#### Énoncé:
Reproduisez à l'identique le passage de l'extrait à lire allant de « Si croissance démographique » à « populations dans les Suds. ».

Si croissance démographique et croissance urbaine sont liées, la durabilité des villes de demain dépendra surtout de leur planification et de leur articulation avec le monde rural. Ce quatrième épisode de notre série « Demain, 9 milliards d’humains » explore les dynamiques de populations dans les Suds.
Les liens entre croissance démographique et croissance urbaines ont souvent été présentés selon deux perspectives : d’une part, l’idée que le phénomène d’urbanisation est la conséquence de la croissance démographique, et d’autre part que la transition démographique est plus rapide dans les pays où les phénomènes d’urbanisation sont plus importants. Si les Suds présentent des disparités dans la nature et les rythmes de leurs transitions urbaines et démographiques, ils n’en sont pas moins confrontés à des défis communs qui dépassent largement les déterminants démographiques. Croissance de la population et phénomènes d’urbanisation vont de pair Le rythme accéléré à l’échelle de l’histoire humaine de la croissance démographique mondiale depuis un siècle se double d’une transition urbaine en expansion dans les Suds.

#### Extraits des données:
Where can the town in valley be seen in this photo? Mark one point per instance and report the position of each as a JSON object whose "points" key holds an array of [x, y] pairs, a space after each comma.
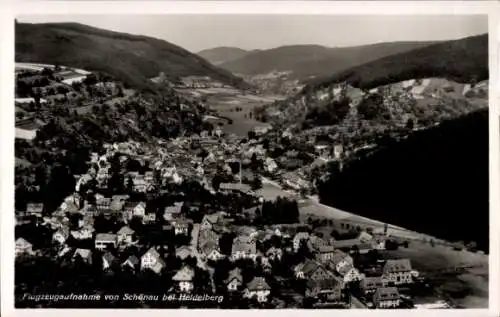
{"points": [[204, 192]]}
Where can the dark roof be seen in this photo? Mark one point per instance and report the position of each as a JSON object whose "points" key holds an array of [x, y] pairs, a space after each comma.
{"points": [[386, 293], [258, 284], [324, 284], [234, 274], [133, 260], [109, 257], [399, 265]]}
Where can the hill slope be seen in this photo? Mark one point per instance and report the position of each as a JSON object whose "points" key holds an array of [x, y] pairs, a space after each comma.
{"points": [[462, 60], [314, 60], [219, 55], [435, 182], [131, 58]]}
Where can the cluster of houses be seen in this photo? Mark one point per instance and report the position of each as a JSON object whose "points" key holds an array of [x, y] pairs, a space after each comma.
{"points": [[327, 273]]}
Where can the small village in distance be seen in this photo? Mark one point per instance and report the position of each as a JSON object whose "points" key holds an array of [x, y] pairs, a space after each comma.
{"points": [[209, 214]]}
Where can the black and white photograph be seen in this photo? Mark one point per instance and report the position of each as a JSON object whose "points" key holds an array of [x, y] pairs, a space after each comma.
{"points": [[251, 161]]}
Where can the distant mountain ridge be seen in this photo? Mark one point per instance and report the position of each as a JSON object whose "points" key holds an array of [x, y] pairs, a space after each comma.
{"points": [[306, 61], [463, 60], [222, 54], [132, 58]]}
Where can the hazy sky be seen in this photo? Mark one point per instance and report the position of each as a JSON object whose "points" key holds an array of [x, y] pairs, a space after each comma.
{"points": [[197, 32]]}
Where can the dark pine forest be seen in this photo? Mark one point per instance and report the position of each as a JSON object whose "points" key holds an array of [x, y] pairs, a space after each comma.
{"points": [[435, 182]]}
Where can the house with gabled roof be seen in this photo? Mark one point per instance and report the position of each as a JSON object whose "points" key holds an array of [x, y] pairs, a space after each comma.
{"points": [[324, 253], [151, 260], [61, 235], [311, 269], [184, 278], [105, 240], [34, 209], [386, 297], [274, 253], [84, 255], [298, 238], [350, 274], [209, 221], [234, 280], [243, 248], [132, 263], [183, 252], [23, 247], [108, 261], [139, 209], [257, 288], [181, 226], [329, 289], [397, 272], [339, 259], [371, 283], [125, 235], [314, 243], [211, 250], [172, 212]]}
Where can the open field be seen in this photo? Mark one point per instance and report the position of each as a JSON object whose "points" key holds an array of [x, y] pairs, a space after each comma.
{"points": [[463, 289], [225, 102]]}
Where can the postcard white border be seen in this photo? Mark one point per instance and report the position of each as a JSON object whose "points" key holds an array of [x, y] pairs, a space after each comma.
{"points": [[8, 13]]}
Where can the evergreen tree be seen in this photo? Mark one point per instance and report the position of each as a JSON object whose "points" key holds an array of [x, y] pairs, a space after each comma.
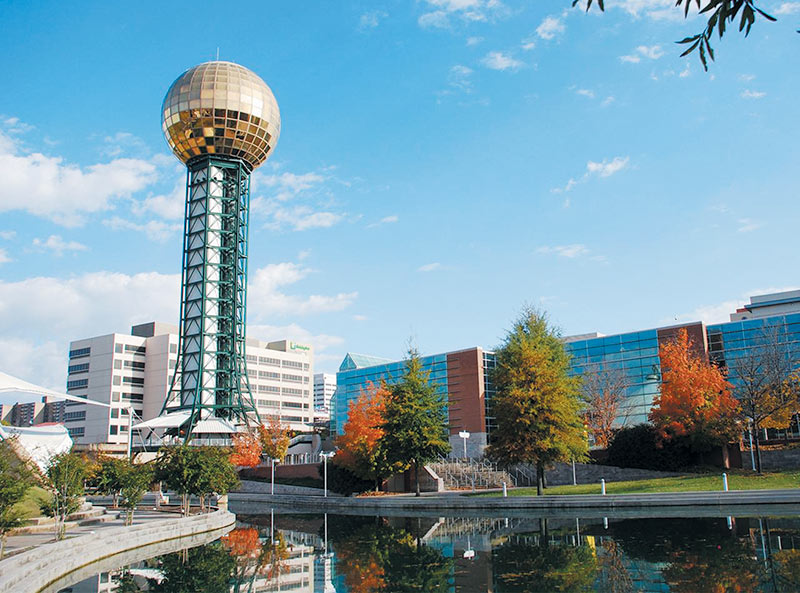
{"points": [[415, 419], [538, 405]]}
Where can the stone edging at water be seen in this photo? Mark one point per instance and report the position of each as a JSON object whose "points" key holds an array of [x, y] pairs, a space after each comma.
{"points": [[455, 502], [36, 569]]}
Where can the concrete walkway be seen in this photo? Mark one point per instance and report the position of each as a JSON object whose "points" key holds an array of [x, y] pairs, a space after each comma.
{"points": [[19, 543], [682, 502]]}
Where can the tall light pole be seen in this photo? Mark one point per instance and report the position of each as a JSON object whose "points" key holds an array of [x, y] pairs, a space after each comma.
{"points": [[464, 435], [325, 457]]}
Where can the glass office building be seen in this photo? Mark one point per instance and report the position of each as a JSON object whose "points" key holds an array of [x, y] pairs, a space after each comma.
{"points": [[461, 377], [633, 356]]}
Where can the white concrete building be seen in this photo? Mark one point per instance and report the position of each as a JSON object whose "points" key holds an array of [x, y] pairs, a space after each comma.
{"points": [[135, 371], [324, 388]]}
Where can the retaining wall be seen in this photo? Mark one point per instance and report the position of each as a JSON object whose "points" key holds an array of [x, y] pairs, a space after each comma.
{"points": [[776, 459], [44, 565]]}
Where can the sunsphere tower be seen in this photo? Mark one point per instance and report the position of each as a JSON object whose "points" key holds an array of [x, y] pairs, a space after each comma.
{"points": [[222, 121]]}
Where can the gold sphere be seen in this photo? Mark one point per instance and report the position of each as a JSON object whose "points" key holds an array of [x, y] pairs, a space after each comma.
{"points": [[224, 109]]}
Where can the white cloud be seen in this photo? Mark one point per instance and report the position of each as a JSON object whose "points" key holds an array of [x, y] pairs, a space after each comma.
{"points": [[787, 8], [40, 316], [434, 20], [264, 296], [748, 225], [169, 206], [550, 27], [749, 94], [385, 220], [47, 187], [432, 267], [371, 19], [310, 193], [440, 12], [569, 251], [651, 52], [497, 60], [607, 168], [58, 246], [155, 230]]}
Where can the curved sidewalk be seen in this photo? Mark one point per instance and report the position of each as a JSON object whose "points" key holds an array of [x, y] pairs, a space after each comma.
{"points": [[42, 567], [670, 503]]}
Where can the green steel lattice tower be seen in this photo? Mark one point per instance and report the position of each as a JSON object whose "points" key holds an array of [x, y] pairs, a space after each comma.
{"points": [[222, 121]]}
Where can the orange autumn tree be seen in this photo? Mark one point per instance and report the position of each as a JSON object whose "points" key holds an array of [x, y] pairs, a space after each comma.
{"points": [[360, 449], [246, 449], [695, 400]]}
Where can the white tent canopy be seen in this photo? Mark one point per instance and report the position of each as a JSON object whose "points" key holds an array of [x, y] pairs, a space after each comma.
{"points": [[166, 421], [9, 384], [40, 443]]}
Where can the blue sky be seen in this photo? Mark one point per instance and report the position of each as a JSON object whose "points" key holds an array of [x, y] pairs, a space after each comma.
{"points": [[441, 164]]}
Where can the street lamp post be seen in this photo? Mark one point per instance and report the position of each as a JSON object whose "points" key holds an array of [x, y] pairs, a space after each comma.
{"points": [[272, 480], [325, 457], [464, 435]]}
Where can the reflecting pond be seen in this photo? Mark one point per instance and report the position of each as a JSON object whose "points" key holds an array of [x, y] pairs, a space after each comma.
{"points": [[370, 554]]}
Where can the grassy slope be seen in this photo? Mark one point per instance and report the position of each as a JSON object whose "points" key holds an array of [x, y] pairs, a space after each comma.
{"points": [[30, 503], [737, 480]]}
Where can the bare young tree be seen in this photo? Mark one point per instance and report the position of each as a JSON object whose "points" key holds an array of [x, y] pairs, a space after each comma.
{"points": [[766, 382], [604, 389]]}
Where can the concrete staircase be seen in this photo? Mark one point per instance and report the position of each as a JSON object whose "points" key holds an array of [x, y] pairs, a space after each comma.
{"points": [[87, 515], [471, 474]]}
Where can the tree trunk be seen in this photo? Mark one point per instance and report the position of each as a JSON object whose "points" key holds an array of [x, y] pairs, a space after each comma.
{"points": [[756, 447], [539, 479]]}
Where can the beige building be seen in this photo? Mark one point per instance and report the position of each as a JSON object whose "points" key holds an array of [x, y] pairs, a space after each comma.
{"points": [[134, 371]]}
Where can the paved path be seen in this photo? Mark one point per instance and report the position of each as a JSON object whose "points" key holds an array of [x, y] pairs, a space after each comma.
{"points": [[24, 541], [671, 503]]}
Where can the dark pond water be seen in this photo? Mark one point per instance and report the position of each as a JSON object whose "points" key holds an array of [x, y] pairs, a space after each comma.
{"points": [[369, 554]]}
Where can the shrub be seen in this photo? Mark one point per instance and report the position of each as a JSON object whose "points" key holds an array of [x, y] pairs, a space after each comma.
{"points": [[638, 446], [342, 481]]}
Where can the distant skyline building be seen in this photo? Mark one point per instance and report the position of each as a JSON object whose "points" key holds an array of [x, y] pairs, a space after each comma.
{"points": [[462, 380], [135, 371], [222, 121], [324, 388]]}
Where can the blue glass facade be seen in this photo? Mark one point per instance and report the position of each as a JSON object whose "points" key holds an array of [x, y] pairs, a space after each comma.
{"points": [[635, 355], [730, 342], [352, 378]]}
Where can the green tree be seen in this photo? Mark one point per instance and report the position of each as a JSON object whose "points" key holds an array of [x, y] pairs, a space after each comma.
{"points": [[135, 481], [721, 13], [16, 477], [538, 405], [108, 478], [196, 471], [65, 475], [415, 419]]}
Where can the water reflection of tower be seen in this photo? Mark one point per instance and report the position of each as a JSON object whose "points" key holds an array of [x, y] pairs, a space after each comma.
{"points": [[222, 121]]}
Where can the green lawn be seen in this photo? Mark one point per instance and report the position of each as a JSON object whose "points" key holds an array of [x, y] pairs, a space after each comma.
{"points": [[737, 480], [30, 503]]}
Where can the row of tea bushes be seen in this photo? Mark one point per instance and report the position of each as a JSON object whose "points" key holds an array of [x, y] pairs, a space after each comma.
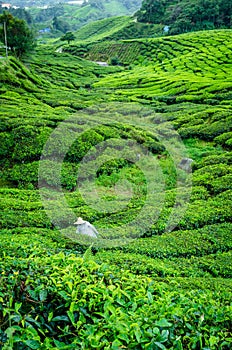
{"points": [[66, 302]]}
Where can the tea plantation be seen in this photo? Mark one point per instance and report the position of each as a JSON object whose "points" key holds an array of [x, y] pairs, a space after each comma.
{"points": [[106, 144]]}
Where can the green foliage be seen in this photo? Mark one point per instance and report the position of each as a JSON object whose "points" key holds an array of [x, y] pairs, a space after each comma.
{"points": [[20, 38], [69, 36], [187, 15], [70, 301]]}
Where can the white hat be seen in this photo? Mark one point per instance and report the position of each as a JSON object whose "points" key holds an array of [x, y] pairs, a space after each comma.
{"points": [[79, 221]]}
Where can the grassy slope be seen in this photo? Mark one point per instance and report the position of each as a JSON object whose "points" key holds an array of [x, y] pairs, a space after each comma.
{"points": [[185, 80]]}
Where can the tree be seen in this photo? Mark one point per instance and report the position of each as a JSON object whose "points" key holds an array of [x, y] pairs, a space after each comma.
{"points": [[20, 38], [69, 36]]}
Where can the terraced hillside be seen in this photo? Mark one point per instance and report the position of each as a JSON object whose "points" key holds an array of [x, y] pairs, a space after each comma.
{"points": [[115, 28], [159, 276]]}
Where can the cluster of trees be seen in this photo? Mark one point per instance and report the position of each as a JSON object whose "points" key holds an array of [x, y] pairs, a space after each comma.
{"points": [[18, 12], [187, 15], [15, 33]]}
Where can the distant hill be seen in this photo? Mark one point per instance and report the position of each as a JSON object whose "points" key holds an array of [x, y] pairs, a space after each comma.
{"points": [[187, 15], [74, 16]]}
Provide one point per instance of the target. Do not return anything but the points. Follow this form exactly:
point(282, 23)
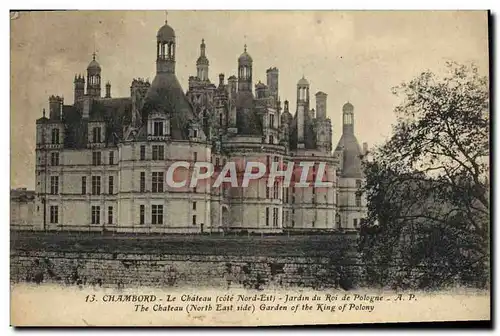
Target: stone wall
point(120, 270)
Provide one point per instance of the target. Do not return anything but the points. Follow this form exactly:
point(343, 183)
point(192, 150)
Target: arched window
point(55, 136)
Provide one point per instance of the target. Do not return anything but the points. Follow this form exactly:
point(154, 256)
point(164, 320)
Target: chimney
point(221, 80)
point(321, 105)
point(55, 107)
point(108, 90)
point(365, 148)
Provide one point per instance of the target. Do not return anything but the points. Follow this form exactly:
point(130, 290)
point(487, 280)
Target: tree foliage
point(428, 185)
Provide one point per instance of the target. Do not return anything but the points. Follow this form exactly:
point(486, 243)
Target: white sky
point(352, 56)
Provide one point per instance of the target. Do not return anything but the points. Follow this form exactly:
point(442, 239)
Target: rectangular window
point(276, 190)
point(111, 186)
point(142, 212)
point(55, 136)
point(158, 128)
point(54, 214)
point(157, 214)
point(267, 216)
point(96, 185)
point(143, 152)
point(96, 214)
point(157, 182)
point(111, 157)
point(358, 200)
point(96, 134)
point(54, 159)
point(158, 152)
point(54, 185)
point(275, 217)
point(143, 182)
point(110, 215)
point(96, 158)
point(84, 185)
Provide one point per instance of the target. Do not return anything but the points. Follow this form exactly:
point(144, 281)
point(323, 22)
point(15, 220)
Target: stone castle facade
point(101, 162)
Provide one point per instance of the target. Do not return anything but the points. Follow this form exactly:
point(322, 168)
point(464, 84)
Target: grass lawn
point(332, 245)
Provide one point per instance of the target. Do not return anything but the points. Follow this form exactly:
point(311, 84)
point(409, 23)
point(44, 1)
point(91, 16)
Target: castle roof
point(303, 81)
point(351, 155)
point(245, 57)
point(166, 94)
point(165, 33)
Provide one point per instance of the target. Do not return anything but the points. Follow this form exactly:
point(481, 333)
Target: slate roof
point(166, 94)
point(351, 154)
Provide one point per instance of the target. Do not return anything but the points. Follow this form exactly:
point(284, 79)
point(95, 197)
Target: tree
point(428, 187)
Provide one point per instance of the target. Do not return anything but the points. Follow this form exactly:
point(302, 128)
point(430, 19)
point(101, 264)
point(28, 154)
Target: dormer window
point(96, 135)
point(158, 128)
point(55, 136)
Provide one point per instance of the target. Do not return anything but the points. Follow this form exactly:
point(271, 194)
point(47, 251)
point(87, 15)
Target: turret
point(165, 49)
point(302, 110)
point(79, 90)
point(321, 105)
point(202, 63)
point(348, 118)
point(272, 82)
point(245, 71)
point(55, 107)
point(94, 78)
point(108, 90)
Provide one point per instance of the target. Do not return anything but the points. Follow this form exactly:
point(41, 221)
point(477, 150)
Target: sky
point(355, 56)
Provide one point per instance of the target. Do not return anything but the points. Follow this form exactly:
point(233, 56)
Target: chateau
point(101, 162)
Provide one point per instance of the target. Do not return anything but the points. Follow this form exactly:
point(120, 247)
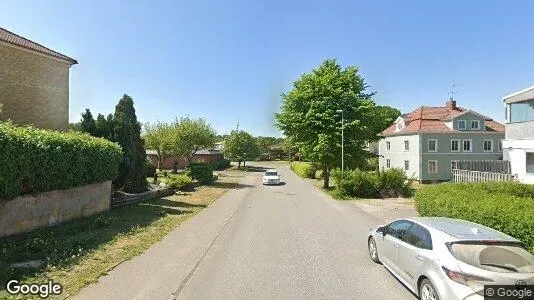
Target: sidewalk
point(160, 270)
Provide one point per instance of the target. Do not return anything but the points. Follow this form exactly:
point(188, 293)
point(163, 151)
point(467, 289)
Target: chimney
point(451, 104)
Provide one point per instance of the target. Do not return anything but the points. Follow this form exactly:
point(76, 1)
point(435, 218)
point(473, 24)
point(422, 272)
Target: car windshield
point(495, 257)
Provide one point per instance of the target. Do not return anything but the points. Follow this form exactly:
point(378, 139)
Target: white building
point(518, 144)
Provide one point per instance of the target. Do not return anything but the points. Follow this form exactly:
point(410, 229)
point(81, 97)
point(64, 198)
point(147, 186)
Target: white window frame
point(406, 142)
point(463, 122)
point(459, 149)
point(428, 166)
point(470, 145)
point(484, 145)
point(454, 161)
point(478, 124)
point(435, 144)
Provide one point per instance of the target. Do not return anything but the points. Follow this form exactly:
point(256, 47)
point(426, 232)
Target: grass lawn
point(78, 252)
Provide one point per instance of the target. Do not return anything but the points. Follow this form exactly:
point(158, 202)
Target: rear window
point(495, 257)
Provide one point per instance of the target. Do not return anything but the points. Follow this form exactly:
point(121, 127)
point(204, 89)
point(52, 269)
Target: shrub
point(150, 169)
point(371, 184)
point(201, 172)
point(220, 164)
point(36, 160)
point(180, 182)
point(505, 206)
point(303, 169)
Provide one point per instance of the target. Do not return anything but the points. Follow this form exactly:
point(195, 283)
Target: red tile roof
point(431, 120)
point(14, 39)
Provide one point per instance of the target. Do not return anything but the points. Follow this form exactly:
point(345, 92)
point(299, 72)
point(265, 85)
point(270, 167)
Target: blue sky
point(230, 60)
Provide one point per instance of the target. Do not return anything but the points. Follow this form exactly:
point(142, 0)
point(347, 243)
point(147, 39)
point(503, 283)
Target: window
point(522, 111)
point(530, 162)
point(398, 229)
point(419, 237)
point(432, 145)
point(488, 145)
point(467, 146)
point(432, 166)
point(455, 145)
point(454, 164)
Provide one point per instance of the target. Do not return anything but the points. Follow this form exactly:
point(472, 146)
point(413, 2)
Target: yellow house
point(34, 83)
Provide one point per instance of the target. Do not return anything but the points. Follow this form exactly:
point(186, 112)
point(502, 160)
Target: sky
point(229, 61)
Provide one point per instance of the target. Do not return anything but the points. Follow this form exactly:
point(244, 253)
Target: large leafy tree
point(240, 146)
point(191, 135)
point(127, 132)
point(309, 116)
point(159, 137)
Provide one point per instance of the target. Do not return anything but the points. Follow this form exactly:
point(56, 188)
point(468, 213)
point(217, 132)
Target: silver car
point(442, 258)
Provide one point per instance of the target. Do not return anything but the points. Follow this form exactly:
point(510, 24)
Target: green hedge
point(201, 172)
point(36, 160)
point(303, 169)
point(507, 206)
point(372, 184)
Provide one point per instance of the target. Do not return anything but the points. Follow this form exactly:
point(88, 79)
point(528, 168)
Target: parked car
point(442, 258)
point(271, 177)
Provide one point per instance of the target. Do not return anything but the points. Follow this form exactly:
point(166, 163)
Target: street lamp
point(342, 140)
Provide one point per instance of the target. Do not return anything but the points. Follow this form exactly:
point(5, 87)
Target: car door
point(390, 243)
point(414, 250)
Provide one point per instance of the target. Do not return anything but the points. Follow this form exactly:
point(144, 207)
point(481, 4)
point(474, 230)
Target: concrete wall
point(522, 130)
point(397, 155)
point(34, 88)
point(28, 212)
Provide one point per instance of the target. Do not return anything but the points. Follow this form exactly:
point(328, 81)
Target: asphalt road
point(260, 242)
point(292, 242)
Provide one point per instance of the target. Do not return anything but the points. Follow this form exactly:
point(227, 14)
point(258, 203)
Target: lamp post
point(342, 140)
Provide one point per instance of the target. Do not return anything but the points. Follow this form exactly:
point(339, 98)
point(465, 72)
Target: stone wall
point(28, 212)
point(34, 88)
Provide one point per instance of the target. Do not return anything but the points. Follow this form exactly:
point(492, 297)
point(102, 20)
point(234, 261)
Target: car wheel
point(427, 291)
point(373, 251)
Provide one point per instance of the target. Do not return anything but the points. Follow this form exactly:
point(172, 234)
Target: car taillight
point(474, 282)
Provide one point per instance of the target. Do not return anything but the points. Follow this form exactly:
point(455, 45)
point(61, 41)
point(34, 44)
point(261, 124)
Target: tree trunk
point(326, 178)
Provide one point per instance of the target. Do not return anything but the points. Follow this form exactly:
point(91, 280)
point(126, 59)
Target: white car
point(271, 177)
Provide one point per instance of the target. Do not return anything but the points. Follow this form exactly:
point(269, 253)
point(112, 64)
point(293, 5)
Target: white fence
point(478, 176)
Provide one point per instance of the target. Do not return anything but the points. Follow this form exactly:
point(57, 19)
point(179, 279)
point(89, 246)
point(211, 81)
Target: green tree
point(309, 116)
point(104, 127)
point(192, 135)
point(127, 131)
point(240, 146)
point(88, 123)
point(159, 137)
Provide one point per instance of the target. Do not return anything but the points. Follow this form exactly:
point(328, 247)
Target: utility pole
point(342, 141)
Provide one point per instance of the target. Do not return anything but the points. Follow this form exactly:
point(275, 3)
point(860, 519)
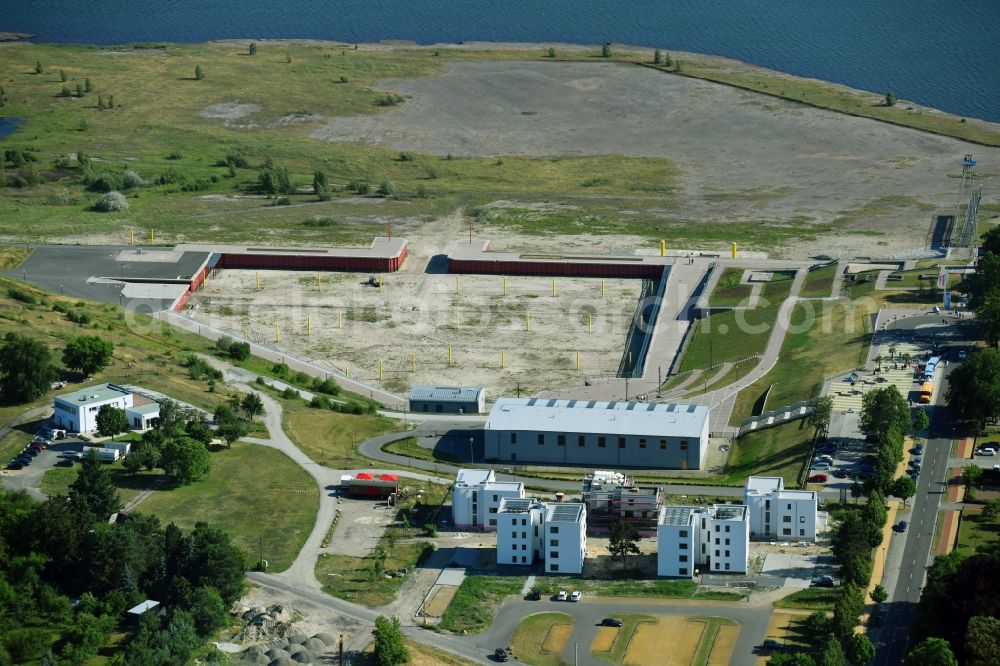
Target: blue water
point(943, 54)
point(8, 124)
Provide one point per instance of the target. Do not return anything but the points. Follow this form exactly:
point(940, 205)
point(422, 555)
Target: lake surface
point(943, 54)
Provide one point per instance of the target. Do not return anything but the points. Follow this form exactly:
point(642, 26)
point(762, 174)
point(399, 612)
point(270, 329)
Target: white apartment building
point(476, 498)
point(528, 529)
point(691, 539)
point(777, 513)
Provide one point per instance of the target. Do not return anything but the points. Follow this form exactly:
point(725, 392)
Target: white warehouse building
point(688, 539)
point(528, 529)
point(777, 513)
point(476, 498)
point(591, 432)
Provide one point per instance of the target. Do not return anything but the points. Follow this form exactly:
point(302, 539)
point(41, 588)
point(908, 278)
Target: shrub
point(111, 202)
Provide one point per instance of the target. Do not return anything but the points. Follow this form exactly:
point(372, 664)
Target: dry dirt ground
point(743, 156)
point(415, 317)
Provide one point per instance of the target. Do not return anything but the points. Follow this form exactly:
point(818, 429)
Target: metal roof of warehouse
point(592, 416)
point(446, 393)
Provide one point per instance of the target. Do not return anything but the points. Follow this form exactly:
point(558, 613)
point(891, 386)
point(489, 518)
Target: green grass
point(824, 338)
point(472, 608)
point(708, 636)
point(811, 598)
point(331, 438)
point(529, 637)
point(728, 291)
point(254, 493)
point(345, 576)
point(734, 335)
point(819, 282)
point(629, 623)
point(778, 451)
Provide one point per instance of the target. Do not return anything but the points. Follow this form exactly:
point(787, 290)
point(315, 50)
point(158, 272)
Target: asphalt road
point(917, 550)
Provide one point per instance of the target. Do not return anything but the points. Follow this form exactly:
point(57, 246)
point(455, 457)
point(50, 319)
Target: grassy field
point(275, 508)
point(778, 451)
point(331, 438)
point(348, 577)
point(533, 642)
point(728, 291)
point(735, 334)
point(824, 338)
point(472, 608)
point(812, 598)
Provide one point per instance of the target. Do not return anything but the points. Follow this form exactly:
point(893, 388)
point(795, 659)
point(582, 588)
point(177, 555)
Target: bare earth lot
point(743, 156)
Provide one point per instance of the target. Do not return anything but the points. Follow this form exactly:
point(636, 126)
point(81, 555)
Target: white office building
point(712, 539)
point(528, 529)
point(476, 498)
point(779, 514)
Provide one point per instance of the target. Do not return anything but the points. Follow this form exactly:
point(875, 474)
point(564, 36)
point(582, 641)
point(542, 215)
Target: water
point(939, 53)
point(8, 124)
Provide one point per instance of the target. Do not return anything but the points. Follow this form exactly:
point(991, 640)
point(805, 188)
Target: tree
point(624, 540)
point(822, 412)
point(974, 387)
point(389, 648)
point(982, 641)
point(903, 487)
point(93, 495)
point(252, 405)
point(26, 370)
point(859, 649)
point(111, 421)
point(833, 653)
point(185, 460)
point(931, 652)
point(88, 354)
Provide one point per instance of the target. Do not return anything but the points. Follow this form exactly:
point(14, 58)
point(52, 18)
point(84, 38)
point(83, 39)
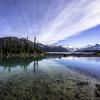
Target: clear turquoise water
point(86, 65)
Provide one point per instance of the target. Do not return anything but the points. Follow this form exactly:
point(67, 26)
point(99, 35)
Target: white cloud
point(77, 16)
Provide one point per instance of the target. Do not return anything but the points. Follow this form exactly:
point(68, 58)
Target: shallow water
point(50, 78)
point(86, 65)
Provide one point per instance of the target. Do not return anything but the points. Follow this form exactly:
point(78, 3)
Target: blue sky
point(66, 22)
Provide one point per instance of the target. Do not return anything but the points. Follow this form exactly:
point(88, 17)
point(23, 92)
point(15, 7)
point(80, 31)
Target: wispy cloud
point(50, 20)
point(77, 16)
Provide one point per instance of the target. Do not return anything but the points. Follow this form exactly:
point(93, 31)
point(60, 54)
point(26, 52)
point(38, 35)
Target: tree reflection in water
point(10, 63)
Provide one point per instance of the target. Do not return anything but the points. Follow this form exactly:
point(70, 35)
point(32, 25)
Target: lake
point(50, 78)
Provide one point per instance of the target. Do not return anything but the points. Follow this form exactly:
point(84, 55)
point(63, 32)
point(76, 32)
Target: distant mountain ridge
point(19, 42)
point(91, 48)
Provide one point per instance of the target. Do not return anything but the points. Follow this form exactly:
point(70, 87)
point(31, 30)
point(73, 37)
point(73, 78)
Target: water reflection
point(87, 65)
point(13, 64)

#### Tâche réalisée:
Si croissance démographique et croissance urbaine sont liées, la durabilité des villes de demain dépendra surtout de leur planification et de leur articulation avec le monde rural. Ce quatrième épisode de notre série « Demain, 9 milliards d’humains » explore les dynamiques de populations dans les Suds.